Stored data entries:
•••
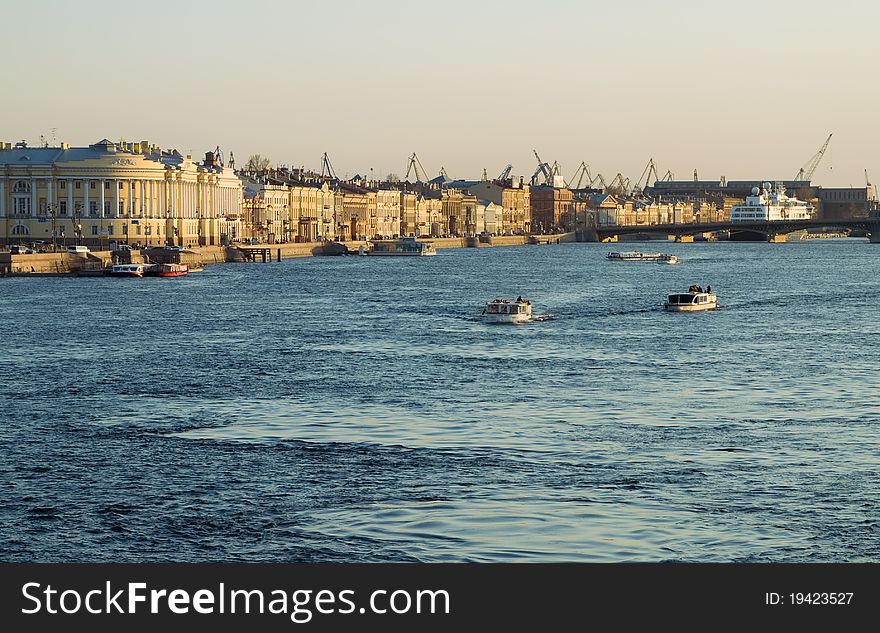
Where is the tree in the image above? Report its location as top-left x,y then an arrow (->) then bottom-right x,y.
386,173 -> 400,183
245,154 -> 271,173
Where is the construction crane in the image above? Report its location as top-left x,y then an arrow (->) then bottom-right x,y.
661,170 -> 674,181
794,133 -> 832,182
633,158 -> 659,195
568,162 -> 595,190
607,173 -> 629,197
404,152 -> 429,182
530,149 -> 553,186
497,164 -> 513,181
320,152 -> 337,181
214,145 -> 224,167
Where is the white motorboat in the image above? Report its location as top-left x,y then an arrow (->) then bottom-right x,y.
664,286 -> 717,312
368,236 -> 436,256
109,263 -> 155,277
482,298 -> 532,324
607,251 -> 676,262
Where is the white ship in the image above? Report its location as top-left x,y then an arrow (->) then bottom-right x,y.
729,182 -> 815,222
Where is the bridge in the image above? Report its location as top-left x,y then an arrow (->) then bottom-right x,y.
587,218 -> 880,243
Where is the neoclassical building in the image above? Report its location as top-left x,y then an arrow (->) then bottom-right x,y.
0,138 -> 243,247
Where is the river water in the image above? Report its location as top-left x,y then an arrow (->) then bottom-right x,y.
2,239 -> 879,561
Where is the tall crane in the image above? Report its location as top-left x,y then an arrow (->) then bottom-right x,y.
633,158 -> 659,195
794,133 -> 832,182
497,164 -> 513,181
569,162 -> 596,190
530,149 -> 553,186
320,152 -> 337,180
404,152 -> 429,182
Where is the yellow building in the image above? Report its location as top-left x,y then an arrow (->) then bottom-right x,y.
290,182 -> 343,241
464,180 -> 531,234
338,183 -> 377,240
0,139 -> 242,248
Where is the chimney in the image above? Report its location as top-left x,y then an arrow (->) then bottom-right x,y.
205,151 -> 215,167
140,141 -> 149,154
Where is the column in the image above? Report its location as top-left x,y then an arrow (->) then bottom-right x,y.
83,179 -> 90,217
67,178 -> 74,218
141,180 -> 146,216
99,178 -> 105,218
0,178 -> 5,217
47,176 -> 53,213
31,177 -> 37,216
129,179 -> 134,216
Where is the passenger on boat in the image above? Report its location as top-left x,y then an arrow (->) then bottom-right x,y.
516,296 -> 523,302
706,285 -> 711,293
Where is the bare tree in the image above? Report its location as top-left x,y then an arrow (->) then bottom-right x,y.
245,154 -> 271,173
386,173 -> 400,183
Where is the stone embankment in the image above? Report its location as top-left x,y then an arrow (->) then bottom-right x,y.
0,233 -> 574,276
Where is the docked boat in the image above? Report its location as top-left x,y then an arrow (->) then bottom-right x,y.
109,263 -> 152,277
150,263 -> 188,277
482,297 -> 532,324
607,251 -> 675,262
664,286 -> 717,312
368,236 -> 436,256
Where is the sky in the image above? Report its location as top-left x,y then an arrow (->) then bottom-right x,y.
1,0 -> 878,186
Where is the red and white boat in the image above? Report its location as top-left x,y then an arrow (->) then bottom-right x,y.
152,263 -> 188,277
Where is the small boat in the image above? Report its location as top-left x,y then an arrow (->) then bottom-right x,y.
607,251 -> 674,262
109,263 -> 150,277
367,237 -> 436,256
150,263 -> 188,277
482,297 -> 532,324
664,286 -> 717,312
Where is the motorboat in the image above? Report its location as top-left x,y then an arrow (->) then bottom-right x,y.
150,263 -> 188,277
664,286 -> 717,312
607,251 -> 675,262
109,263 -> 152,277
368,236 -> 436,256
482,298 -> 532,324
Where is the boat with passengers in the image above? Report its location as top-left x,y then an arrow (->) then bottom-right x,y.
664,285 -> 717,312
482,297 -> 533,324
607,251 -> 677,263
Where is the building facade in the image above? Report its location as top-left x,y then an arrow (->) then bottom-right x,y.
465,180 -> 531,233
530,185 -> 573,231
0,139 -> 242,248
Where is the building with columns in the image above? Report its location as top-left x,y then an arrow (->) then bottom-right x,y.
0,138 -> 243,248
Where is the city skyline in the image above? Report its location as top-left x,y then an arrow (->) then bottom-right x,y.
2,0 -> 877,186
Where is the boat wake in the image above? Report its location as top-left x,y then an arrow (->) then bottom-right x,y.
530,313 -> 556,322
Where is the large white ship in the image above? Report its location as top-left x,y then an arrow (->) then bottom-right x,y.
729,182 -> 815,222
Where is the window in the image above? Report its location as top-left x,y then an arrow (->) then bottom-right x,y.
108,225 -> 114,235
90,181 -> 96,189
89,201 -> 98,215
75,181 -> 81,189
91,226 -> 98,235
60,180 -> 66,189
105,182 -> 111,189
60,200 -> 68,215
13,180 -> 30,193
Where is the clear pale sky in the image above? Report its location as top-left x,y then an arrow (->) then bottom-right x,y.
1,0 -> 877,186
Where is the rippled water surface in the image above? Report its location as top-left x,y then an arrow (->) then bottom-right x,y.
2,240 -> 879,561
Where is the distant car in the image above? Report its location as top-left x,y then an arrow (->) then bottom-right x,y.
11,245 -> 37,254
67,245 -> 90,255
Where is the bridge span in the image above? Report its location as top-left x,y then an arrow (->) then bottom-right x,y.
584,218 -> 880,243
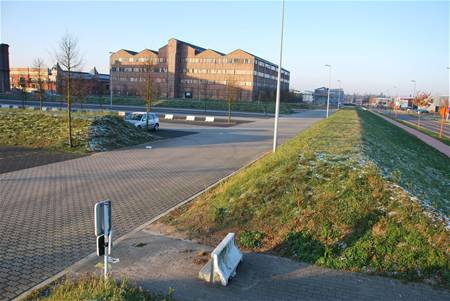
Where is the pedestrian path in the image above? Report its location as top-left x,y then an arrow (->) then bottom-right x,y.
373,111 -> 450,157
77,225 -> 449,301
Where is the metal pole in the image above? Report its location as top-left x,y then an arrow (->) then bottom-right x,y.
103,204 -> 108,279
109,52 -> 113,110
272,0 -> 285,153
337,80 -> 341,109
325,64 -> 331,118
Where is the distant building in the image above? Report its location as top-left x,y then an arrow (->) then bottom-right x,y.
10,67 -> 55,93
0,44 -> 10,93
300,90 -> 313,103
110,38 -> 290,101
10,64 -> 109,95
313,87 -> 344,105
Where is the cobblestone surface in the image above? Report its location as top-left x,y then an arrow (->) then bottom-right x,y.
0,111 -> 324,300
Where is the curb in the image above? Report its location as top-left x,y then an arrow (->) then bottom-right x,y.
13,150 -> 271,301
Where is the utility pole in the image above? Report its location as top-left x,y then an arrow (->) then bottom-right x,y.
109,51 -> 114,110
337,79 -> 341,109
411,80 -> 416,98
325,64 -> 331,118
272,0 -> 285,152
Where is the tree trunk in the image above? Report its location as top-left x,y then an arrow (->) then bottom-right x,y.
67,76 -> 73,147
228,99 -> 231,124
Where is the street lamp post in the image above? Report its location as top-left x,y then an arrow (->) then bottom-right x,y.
•••
Output the line containing "Where is the utility" and every line after it through the final line of the records above, exactly as written and nothing else.

Solution to this problem —
Where is the utility pole in the image above? Report its location as top-left x,y then an arrow (->) then bottom-right x,y.
109,51 -> 114,110
337,79 -> 341,109
411,80 -> 416,98
325,64 -> 331,118
272,0 -> 285,152
Where is the tree trunk in the image above? Report its location as top-left x,y then an arrow (->) then bottom-right x,y.
67,76 -> 73,147
228,99 -> 231,124
Where is the street lamp post in the image above? Report its location as top-left x,y then an arrow (->) then bottom-right x,y.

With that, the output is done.